:: TASK OBJECTIVE ::
Output the data verbatim, with nothing added or dropped.

:: PROVIDED MATERIAL ::
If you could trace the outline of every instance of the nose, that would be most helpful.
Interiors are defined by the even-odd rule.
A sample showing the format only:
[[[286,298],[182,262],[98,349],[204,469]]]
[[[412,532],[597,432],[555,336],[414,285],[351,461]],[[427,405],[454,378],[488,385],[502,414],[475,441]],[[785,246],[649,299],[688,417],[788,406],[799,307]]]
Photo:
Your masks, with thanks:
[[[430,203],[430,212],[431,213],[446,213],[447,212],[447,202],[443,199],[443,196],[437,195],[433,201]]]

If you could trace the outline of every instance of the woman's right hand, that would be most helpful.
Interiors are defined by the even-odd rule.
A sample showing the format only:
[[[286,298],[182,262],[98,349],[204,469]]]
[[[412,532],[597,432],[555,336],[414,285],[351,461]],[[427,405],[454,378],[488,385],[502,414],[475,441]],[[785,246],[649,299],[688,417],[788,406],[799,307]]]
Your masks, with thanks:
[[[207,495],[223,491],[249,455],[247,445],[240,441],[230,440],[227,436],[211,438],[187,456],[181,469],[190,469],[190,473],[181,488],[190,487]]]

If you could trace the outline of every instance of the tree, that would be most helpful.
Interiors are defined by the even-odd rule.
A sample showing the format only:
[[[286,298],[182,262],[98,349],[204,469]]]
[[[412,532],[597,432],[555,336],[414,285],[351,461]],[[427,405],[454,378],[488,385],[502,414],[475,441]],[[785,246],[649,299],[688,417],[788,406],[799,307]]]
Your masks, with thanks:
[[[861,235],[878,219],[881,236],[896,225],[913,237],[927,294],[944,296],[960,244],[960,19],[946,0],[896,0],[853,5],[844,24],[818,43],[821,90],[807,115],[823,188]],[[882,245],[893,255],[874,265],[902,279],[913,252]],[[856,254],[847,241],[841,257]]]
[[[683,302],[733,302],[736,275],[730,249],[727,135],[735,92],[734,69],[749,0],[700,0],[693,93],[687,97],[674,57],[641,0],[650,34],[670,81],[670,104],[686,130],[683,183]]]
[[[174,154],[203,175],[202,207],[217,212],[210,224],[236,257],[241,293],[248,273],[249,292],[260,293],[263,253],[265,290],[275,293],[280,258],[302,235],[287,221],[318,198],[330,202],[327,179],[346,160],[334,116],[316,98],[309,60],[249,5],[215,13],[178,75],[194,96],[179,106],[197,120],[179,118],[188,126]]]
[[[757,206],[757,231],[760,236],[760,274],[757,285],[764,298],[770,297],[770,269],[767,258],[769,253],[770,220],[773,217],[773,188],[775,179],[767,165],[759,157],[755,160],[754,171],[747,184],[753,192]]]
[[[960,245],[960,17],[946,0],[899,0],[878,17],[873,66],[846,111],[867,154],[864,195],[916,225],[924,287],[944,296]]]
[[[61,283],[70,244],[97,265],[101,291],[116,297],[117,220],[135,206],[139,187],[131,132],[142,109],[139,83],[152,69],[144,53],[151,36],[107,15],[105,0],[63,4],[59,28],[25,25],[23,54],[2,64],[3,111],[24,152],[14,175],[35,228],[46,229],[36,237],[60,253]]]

:: WRITTEN SOLUTION ::
If you could trace the outline of every instance of the nose, that would be most helpful.
Interiors are defined by the even-odd rule.
A sample showing the format only:
[[[286,298],[182,262],[98,349],[204,469]]]
[[[412,532],[597,432],[555,336],[414,285],[351,461]],[[427,405],[454,378],[488,385],[502,414],[475,441]],[[785,246],[649,299],[688,417],[788,406],[799,307]]]
Photo:
Your masks, with thanks:
[[[430,203],[430,212],[431,213],[446,213],[447,212],[447,202],[443,199],[443,196],[437,195],[433,201]]]

If you could trace the outline of every instance of the woman's right hand, that would be most helpful.
Interiors are defined by the even-odd rule.
A sample showing the format only:
[[[286,298],[182,262],[98,349],[204,469]]]
[[[412,532],[597,432],[555,336],[414,285],[351,461]],[[427,405],[454,378],[488,385],[502,414],[475,441]],[[785,246],[649,299],[688,417],[788,406],[799,307]]]
Your masks, with thanks:
[[[207,495],[223,491],[249,455],[247,445],[240,441],[230,440],[227,436],[211,438],[187,456],[181,469],[190,469],[190,473],[181,488],[190,487]]]

If you could trace the outline of every instance of the tree, that would be most helpful.
Interiors are defined by the even-odd rule.
A sample showing the format only:
[[[286,298],[182,262],[98,349],[204,469]]]
[[[412,532],[597,432],[555,336],[414,285],[351,461]],[[427,405],[454,378],[488,385],[502,414],[475,441]],[[785,246],[649,299],[688,417],[788,406],[799,307]]]
Your masks, with thanks:
[[[861,235],[878,219],[881,236],[896,225],[913,237],[927,294],[944,296],[960,244],[960,19],[946,0],[896,0],[853,5],[844,24],[818,43],[821,90],[807,115],[823,188]],[[882,245],[893,255],[874,265],[902,279],[913,252]],[[856,254],[847,241],[841,257]]]
[[[683,302],[733,302],[736,275],[730,249],[727,135],[735,92],[734,69],[749,0],[700,0],[693,93],[687,97],[674,57],[641,0],[650,34],[670,81],[670,104],[686,130],[683,183]]]
[[[174,154],[203,175],[202,207],[217,212],[210,224],[236,257],[241,293],[248,273],[249,292],[260,293],[263,253],[265,290],[275,293],[280,258],[302,235],[287,221],[318,198],[330,202],[327,179],[346,160],[334,116],[316,98],[309,60],[249,5],[215,13],[178,75],[194,96],[179,106],[197,120],[179,118],[188,126]]]
[[[757,206],[757,231],[760,236],[760,274],[757,285],[764,298],[770,297],[770,269],[767,258],[769,253],[770,220],[773,217],[773,188],[775,179],[767,165],[759,157],[755,160],[754,171],[747,184],[753,192]]]
[[[960,245],[960,17],[946,0],[899,0],[878,17],[873,66],[846,111],[867,154],[864,195],[916,225],[924,287],[944,296]]]
[[[61,283],[70,244],[97,265],[101,291],[116,297],[117,220],[135,206],[139,187],[131,132],[142,109],[139,83],[152,69],[144,53],[151,36],[107,15],[105,0],[63,4],[59,28],[25,25],[23,54],[2,64],[3,111],[24,152],[14,175],[35,228],[46,229],[36,237],[60,253]]]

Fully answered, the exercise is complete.